And so in midst of all of it, how do we find a healthy and godly balance between giving, spending and saving? Here I could give you statistics or give you more principles, but since stories often tell it best, I’ll tell you a story instead.

Scott Dudley, the senior pastor at my previous church outside of Seattle, once told the story about how his kids were little he and his wife Christina took their three kids to Disneyland.

And in their first day at the park, they got dinner at one of the food courts there. And Scott said, he took the food to the table and handed it out to his kids and all three of his kids said, "Thanks, dad." And the guy next to him overheard them and said to Scott, "Your kids thanked you for feeding them?" And Scott said, "Well, at home, no. But whenever we're in a restaurant or a place like this, yeah, they always say thank you." The other man said, "All day, I've given my kids everything they ask for, every toy, every candy. I said no to them once, and they threw this massive fit, and here your kids thank you for feeding them. How did you train them to do that?" And Scott said, "I didn't train them. I’m not trying to turn my kids into NAVY seals. They just do it."

And unsatisfied with the answer, the man pressed on, asking, "Well, why did they do it?" And Scott said, "Well, if I had to guess, I think one reason is that we can't take a trip like this every year. I mean actually we could but my wife and I, we give a bunch of our money away to things we believe in to help other people. What it means is we have to save up for a couple of years to make a trip like this, and so we can look forward to it. And because it's not every year or even every other year, it's special, and they appreciate it."

━━━━━━━━━━━━━━━━

#### ACTIVITIES
A) In the sermon excerpt, what is the name of Scott Dudley's wife?
B) Name the three things that the sermon excerpt says must be held in a healthy and godly balance.
C) Write the next part of the sermon excerpt, picking up after its final sentence.
The entries that follow were taken from a separate source.

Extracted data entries
━━━━━━━━━━━━━━━━

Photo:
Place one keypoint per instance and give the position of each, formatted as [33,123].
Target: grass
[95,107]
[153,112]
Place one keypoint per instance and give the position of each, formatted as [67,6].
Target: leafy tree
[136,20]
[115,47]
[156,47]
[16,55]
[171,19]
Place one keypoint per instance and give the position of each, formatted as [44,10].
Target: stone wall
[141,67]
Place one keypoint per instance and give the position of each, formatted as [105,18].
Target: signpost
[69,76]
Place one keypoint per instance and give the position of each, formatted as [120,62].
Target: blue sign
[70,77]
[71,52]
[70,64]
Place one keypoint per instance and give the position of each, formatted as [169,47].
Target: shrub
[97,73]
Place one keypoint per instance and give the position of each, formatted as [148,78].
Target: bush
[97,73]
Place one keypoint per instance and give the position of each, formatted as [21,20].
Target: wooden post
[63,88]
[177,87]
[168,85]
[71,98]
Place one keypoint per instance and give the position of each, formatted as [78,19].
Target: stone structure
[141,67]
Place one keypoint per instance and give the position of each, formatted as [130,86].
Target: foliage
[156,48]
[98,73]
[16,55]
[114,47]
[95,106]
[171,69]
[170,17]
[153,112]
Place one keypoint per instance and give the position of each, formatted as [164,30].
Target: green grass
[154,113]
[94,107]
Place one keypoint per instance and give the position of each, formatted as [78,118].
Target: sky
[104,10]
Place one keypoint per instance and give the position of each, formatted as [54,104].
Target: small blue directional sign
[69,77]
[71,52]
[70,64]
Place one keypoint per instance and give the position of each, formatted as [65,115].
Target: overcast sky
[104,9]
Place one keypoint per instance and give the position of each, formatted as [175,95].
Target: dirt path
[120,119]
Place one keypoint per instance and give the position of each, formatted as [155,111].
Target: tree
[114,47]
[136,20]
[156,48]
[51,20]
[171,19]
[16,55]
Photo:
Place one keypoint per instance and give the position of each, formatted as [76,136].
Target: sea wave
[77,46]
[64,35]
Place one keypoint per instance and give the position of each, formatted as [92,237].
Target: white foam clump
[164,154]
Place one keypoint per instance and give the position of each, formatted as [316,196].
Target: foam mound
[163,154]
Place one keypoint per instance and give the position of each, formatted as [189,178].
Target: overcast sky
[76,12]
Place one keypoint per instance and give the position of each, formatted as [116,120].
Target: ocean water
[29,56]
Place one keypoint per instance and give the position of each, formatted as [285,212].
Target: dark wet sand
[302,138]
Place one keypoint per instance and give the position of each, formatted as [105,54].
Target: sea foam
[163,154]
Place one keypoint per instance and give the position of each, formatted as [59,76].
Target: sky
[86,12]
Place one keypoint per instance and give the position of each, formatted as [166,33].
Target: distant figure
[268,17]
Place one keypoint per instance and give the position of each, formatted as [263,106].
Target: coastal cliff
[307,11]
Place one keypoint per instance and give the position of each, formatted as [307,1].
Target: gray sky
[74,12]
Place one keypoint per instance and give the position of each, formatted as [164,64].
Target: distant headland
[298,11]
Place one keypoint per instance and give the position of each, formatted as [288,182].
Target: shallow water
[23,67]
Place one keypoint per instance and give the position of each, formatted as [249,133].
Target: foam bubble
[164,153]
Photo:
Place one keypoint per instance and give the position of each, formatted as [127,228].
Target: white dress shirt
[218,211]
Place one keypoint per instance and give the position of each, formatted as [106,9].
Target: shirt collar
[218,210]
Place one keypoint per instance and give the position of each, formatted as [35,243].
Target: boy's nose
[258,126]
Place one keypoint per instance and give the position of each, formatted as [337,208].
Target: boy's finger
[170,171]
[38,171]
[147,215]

━━━━━━━━━━━━━━━━

#### ANSWER SECTION
A) Christina

B) Giving, spending and saving

C)
Scott and his family make well above the median income for where they live in the land of Microsoft and Costco, Starbucks and Amazon, Google and Boeing, they could go to Disneyland every year if they wanted to, but they don’t, or rather they can’t, because they give so much of their money away. And yet Scott and Christian aren’t misers or killjoys or stingy or heartless towards their kids. They’re at Disneyland for goodness sake, the happiest place on earth. A place where if you can make it once in your life, puts you among the world’s wealthiest.

And above all, here’s the kicker. We cannot overstate this part. Who’s got more joy? Who’s family is more grateful? It’s not even close. Giving is not God’s 5 step plan to making you miserable, rather it’s the path to true joy. Giving, saving and spending. As far as we are able, we’re wise to do all three, and hopefully within that story we find some of God’s wisdom and a healthy balance in midst of it all.

And I’ll finish with this:

Alright, we’ve got to wrap this up and to do that we have to talk about the greatest giver of all time, that is, God himself. You see, in a way, the greatest, fullest expression of God’s love is that he gave.

I’m sure you remember John 3:16, the most well known, most recited, most famous bible verse of all time. It goes something like this …

“For God so loved the world that he kept …

“For God so loved the world that he took …

“For God so loved the world that he accumulated, invested, diversified his stock portfolio and wisely saved for retirement …

Wait a second. That’s not it.

“For God so loved the world that he gave”

“For God so loved the world that he gave his one and only Son …

Friends, when we give, we remind ourselves that our lives do not consist in the abundance of our possessions.

Friends, when we give, experience the joy of having less and remind ourselves that true contentment is found in Christ alone.

Friends, when we give, we show the world that our faith and hope isn’t in our money, but in our good and gracious God.

Friends, when we give, we bring Jesus’s healing and change people lives in our neighborhoods, our schools, our hospitals, the town of Dillon and beyond.

Friends when we give, we as the people of God rehearse the story of God. We reflect the heart of God. A God who, true to his very nature, gave.

Jesus says, “Freely you have received; freely give.”